- _TASK GOAL_
Could you write out the listing below from the line containing "Could you identify the corrugated" through the end, swapping "metal wall" for "tin fence" and changing nothing else?

______

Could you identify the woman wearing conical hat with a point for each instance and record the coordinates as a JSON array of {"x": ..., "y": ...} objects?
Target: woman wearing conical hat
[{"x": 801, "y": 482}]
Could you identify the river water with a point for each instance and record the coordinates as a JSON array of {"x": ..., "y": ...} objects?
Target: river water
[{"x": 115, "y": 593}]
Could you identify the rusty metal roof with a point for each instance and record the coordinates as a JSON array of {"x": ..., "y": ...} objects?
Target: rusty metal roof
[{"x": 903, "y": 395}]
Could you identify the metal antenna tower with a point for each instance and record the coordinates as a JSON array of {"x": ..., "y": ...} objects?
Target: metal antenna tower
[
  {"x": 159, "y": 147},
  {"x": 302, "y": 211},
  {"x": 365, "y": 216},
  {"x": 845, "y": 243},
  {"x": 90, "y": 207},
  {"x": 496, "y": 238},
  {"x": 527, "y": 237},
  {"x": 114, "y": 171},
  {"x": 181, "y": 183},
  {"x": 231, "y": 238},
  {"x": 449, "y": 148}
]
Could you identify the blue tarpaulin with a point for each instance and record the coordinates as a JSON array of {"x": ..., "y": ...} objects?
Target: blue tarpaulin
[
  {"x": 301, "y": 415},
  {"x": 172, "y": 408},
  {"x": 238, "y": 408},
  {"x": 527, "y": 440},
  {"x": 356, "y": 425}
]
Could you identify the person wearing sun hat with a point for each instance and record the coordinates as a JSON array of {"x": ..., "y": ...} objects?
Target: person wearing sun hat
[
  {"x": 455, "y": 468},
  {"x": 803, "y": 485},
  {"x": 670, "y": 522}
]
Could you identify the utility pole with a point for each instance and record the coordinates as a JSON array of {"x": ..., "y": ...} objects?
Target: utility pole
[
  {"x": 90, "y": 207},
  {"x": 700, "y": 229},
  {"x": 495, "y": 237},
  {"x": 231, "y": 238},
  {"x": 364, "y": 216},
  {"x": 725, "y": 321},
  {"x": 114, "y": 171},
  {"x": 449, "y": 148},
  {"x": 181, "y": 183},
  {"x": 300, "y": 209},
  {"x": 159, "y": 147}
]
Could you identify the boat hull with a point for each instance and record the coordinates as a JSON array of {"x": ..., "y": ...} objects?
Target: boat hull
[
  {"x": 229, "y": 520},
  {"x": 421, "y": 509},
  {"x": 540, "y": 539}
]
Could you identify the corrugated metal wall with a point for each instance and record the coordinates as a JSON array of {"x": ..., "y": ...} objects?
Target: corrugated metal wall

______

- _THE RESULT_
Could you identify the corrugated tin fence with a point for each instance and record the coordinates as a JSON array of {"x": ..., "y": ...} objects?
Target: corrugated tin fence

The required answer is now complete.